» Problem to work on
Give back all of the data exactly as it appears here.

** Given records follows **

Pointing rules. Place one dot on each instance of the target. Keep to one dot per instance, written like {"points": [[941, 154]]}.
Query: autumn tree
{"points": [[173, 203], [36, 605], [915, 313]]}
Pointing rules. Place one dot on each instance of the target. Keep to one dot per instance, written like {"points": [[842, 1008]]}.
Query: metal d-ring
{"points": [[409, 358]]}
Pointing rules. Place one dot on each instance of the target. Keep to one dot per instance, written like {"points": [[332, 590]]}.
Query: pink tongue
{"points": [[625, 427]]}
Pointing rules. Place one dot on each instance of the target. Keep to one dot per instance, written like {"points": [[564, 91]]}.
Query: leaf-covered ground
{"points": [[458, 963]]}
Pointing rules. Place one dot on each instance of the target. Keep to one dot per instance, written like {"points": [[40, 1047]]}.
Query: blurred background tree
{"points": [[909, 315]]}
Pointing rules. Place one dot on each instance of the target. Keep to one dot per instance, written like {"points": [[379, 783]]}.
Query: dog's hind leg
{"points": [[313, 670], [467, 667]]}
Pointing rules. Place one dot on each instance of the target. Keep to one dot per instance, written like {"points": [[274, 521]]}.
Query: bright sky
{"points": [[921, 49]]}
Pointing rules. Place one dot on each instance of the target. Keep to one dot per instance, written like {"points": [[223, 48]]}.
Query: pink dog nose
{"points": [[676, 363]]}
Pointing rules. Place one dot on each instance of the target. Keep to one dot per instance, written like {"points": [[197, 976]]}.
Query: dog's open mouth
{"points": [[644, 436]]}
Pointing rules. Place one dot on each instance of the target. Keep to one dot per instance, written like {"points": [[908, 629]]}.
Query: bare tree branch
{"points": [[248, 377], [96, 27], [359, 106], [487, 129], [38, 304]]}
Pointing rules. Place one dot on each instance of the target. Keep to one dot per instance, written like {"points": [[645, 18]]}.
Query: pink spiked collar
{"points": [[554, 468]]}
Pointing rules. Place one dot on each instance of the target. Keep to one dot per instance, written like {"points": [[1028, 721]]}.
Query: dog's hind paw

** End of Given records **

» Solved problem
Pointing rules. Place one dot on each instance of the target. Keep to one dot per instance, written like {"points": [[941, 154]]}.
Query: autumn tree
{"points": [[173, 203], [36, 605], [915, 313]]}
Pointing rules. Place one dot on each instance of the target. Keep to one dot per instance, written like {"points": [[842, 1008]]}.
Query: metal d-ring
{"points": [[409, 358]]}
Pointing rules. Place one dot on each instance of the target. Keep to one dot per instance, written like {"points": [[332, 590]]}.
Query: pink tongue
{"points": [[625, 427]]}
Pointing rules. Place one dot on each instance of the target. Keep to one dot per instance, written like {"points": [[564, 91]]}.
Query: leaf-covered ground
{"points": [[458, 963]]}
Pointing rules. Place one dot on each instance of the target. Keep to one dot per instance, written like {"points": [[40, 1047]]}.
Query: blurred background tree
{"points": [[909, 315]]}
Pointing rules. Place one dot on each instance of the target. Keep to one dot per instance, written like {"points": [[379, 783]]}.
Query: dog's hind leg
{"points": [[313, 670], [467, 667]]}
Pointing rules. Place one dot on each instance of the target. Keep to one dot per instance, written like {"points": [[274, 521]]}.
Query: bright sky
{"points": [[921, 49]]}
Pointing rules. Place one dot on each instance of the target. Keep to one dot per instance, written like {"points": [[223, 48]]}.
Query: pink dog nose
{"points": [[676, 363]]}
Pointing rules. Place one dot on each instance of the target. Keep to one dot per instance, written like {"points": [[197, 976]]}.
Query: dog's open mouth
{"points": [[644, 436]]}
Pointing rules. Place one dot on each instance of the target. Keep to one dot per instance, written like {"points": [[908, 629]]}.
Query: bare tree branch
{"points": [[248, 377], [96, 27], [359, 106], [487, 129], [38, 304]]}
Pointing rules. Place one dot on each instance of the target. Keep to one dot per instance, written like {"points": [[645, 18]]}.
Query: pink spiked collar
{"points": [[554, 468]]}
Pointing rules. Place one dot on each instance of the target. Keep to one dot per instance, written like {"points": [[1028, 721]]}.
Query: dog's hind paw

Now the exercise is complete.